• [What to do]: Find every line in the records below that contains the word "petal", and copy each of those lines.

### Provided records ###

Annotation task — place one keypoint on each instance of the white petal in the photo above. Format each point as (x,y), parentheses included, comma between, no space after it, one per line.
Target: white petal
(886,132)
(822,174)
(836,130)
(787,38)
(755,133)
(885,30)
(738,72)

###

• [The answer]:
Annotation task — place one keypoint on each instance of the white petal in the photo above. Format each point as (x,y), parentheses included, comma between, no space after it, one per line.
Target: white petal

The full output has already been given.